* WHAT YOU HAVE TO DO *
Using the data that follows, give the number of lines in which the word "canopy" occurs. Write only the number.

* DATA SHOWN *
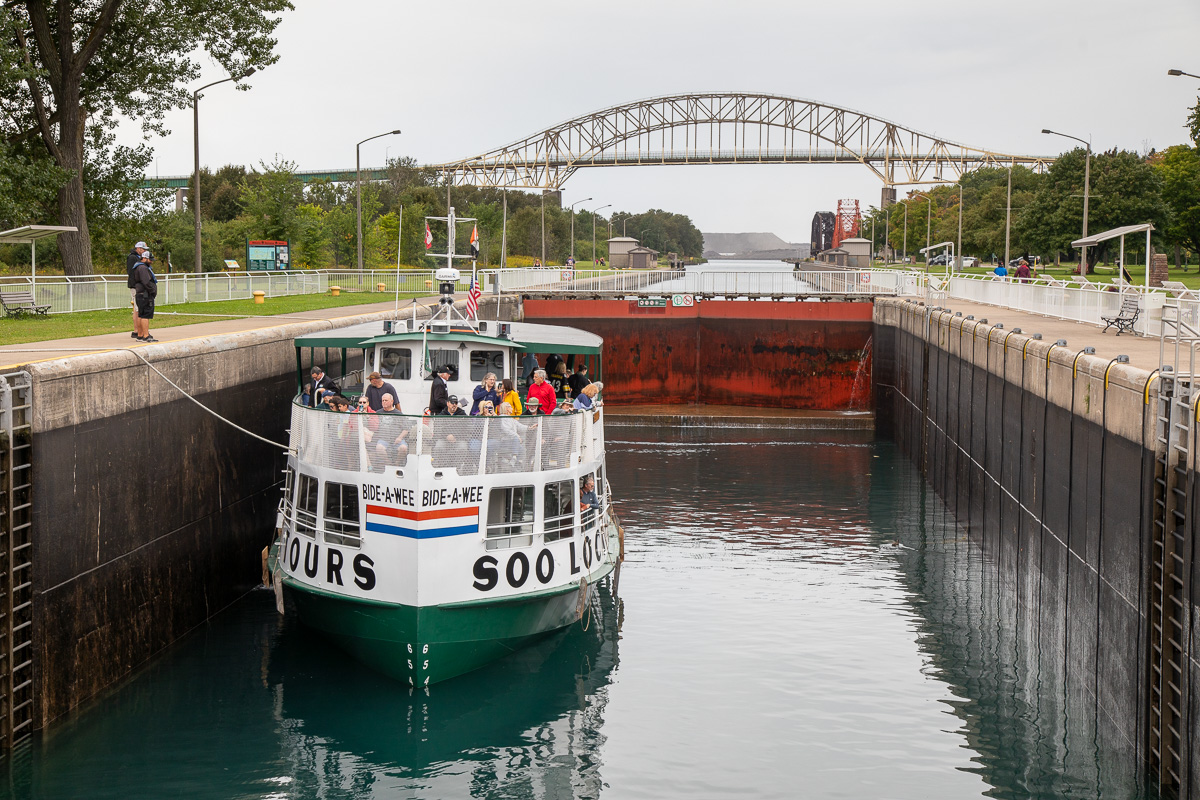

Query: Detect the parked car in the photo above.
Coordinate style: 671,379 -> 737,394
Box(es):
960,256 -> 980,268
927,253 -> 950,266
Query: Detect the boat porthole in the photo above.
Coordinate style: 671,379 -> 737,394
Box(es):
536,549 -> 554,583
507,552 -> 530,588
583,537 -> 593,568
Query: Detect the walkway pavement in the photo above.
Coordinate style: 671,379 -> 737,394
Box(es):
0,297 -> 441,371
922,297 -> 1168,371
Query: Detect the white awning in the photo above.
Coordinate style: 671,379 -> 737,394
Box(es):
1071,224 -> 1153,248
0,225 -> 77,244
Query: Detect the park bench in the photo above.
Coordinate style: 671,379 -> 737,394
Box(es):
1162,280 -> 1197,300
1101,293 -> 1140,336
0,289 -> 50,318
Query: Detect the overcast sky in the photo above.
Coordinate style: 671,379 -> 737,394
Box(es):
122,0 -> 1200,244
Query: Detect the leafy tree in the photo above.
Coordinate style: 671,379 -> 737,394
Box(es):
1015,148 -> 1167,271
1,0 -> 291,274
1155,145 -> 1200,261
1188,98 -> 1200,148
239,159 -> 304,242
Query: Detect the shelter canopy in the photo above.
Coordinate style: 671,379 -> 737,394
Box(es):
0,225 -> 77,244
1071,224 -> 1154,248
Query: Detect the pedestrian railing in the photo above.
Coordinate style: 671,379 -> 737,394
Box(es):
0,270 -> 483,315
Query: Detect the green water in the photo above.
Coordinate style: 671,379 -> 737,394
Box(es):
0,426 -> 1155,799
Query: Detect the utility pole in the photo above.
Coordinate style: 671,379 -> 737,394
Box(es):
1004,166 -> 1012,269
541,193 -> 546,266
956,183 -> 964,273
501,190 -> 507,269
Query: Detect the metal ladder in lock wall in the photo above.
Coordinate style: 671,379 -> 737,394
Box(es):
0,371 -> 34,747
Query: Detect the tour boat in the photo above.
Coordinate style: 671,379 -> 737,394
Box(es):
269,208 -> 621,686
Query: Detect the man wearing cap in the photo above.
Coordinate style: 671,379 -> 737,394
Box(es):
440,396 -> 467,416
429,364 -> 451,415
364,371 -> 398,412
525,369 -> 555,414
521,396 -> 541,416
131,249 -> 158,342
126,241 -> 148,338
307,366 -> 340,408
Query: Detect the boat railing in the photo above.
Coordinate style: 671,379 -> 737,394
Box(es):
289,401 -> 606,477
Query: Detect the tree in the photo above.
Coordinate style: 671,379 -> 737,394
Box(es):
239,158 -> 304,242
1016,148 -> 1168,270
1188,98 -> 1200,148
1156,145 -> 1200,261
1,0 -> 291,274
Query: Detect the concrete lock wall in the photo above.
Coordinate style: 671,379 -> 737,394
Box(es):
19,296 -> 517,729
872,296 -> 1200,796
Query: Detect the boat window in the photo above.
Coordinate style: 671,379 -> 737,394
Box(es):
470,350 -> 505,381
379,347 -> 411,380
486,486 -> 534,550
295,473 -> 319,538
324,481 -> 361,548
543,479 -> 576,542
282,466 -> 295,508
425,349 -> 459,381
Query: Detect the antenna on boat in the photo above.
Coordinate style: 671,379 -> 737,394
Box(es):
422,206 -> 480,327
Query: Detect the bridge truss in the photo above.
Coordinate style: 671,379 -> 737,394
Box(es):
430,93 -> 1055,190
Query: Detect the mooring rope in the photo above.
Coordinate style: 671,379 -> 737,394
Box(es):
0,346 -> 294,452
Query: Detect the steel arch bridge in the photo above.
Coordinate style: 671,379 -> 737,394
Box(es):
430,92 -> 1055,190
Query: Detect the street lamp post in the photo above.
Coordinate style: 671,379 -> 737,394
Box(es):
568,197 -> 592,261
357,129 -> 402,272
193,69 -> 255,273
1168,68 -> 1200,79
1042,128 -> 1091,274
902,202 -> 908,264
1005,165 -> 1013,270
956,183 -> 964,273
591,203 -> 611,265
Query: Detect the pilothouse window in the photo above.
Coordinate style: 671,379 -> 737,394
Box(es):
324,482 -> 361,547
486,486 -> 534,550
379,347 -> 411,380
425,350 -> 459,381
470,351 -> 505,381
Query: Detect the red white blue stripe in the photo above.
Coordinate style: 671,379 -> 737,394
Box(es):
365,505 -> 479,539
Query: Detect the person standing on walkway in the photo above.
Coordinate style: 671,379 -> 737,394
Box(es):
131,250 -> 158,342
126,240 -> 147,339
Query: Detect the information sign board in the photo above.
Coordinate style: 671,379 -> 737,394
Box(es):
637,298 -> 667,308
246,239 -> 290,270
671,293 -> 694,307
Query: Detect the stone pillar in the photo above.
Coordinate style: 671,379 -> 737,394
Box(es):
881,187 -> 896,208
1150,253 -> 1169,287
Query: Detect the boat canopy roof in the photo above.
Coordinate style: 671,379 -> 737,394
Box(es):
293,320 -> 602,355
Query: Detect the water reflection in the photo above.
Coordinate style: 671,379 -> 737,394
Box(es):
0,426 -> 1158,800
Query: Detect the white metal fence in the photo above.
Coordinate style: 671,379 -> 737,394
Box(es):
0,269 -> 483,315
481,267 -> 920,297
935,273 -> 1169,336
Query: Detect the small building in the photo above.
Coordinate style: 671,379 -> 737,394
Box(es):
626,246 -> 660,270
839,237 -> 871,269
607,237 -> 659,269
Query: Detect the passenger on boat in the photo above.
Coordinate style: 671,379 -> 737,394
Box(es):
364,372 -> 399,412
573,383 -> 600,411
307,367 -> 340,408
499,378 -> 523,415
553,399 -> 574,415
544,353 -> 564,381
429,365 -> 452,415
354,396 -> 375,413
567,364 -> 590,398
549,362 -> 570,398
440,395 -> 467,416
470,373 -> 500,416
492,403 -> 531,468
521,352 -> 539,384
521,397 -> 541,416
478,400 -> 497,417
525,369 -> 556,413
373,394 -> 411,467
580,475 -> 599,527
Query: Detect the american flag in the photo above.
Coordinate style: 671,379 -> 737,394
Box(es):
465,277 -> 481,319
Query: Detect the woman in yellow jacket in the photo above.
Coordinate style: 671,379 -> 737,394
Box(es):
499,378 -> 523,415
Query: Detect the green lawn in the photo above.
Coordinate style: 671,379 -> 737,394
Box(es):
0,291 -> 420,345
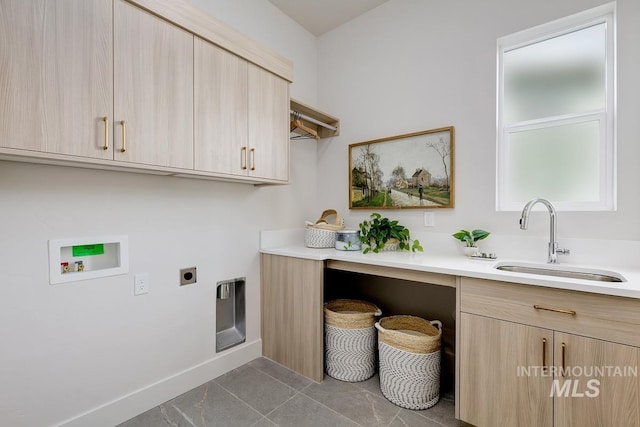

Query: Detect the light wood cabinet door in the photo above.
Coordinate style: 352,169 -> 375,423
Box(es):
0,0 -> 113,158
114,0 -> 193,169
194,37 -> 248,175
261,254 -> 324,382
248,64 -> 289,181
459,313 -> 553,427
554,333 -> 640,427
==
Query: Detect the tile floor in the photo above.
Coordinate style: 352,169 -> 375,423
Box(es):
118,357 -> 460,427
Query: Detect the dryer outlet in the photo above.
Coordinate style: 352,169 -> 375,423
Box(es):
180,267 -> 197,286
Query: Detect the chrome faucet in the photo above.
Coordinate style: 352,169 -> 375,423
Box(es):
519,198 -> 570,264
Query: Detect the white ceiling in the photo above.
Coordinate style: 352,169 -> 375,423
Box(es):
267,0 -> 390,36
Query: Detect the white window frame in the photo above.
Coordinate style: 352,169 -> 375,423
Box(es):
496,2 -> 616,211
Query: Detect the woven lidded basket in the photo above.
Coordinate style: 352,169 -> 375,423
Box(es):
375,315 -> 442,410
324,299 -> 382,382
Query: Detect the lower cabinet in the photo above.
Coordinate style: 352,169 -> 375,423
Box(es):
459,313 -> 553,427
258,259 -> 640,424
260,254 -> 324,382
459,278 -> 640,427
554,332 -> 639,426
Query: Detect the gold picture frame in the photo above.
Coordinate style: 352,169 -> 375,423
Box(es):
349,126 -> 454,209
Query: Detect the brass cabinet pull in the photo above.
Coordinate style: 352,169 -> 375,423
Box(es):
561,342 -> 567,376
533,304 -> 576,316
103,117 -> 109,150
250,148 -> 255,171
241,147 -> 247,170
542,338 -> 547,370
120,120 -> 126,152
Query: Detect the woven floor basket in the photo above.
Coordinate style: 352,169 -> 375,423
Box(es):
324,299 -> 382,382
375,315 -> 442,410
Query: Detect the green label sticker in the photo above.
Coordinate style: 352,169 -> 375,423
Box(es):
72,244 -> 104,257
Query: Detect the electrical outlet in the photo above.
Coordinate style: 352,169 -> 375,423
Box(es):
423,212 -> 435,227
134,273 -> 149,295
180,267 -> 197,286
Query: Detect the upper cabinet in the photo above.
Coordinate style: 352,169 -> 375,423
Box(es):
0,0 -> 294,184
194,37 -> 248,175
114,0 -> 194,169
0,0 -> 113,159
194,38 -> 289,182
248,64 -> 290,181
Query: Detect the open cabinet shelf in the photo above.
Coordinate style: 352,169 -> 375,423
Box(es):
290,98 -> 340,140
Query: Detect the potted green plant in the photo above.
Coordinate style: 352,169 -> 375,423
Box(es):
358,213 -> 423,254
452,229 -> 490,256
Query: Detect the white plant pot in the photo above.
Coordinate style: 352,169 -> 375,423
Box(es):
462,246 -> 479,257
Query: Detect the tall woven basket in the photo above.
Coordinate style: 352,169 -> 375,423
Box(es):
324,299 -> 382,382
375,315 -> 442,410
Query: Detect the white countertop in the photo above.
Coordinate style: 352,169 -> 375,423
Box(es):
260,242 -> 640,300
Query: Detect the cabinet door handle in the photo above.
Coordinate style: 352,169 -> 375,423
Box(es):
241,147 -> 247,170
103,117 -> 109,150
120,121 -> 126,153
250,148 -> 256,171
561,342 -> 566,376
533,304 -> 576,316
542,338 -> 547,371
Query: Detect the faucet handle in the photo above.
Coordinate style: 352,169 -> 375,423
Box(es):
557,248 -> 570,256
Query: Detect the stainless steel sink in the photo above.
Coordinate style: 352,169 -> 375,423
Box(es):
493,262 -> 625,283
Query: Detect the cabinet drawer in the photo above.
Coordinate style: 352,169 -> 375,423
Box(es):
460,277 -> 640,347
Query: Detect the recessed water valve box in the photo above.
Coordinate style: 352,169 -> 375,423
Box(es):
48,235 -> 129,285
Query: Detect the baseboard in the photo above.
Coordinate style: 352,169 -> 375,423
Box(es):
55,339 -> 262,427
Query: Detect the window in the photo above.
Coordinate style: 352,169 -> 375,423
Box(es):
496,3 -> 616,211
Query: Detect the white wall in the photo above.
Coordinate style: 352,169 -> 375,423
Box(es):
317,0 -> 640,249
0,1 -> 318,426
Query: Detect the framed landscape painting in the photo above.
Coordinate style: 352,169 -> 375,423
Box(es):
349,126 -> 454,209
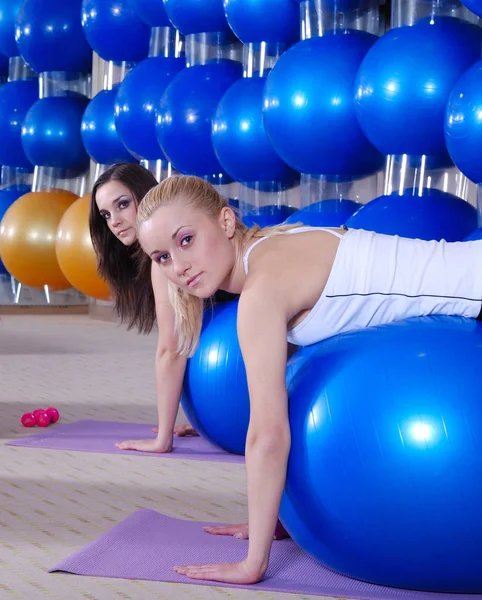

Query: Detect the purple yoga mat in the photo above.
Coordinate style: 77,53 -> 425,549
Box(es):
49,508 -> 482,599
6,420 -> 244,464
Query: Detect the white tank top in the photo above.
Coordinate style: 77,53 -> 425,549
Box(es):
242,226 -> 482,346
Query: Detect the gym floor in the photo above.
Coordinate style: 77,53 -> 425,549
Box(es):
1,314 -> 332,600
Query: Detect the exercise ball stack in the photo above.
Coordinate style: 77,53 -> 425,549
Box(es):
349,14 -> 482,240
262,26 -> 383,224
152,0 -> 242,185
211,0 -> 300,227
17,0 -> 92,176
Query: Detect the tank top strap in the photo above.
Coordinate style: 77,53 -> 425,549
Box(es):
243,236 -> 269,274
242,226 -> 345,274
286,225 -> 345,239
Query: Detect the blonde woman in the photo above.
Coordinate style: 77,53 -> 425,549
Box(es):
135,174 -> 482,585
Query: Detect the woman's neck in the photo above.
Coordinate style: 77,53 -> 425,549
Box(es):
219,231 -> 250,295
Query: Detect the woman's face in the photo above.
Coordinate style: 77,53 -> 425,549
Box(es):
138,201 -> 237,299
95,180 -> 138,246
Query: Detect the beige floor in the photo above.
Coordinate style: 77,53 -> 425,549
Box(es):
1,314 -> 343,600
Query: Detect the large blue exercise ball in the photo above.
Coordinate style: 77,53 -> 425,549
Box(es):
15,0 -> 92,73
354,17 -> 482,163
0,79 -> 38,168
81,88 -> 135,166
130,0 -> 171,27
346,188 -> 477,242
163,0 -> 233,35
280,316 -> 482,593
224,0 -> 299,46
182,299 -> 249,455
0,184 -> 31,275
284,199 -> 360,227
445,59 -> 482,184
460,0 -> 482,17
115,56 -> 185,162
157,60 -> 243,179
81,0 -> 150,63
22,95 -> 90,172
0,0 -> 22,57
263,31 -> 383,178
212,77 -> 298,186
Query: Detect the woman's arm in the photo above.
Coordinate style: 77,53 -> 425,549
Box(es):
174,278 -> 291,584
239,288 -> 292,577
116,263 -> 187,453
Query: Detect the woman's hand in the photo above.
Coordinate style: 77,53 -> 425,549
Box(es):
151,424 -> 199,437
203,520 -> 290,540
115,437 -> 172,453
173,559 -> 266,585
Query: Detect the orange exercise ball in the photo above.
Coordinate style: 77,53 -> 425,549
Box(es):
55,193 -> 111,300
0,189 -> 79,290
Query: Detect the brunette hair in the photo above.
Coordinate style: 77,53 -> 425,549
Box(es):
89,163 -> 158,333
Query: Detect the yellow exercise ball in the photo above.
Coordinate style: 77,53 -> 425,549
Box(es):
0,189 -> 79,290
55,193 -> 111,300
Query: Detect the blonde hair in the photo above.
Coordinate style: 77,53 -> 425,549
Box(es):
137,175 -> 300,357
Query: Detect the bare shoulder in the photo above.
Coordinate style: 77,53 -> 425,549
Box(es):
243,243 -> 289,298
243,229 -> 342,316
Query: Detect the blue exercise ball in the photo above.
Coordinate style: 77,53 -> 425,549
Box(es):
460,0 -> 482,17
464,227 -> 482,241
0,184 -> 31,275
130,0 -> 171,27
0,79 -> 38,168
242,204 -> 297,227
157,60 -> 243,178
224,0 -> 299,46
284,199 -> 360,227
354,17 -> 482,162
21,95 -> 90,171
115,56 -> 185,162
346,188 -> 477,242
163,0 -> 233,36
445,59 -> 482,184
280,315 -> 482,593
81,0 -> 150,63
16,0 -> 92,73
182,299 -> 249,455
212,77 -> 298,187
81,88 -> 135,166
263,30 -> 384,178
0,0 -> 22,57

* TASK RESULT *
2